● TRECHO DO TEXTO
Qualidade na educação básica

Fabio Ribas | 04/06/2008

O estudo “Redes de aprendizagem – Boas práticas de municípios que garantem o direito de aprender”, coordenado pelo Fundo das Nações Unidas para a Infância (UNICEF), Ministério da Educação (MEC) e União Nacional dos Dirigentes de Educação (UNDIME), analisou a qualidade do ensino oferecido por 37 redes municipais de ensino de 15 Estados, nas cinco regiões do país. As redes selecionadas para análise apresentam Índices de Desenvolvimento da Educação Básica (IDEB) maiores que a média nacional do IDEB.

Fatores críticos para a melhoria da qualidade dos sistemas municipais de educação

Realizado no final de 2007, o estudo buscou identificar fatores que determinam a obtenção de bons resultados nas redes públicas de ensino. Nos municípios estudados, a conjugação destes fatores tornou possível a obtenção de resultados acima da média nacional.

Dentre os fatores críticos apontados, dez estavam presentes na maioria dos 37 municípios analisados:

1) Foco no processo de aprendizagem

2) Consciência e práticas de rede

3) Planejamento

4) Avaliação

5) Perfil dos professores

6) Formação do corpo docente

7) Valorização da leitura

8) Atenção individual ao aluno

9) Atividades complementares

10) Parcerias

Além destes, foram identificados mais sete aspectos importantes, presentes em um número menor de redes:

1) Acesso à Educação Infantil

2) Interação com as famílias e a comunidade

3) Prática por projetos

4) Respeito ao tempo escolar

5) Infraestrutura

6) Perfil e papel da direção escolar

7) Plano de carreira, cargos e salários

Os resultados obtidos no estudo permitem identificar boas práticas e oferecer os exemplos para todos os municípios brasileiros.

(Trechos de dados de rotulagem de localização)
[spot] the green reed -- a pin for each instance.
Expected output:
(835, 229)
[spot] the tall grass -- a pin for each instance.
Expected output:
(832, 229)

● EXERCÍCIOS PROPOSTOS
- A) Segundo o texto sobre qualidade na educação básica, quantas redes municipais de ensino foram analisadas no estudo?
- B) Multiplique por 0,45 as coordenadas das respostas em todos os registros de rotulagem de localização, arredondando para números inteiros com as metades para cima. Reescreva todas as linhas desses registros, incluindo os pedidos.
O texto e os registros não têm nenhuma relação entre si.

● RESPOSTAS POR EXERCÍCIO
- A) Foram analisadas 37 redes municipais de ensino.

- B)
[spot] the green reed -- a pin for each instance.
Expected output:
(376, 103)
[spot] the tall grass -- a pin for each instance.
Expected output:
(374, 103)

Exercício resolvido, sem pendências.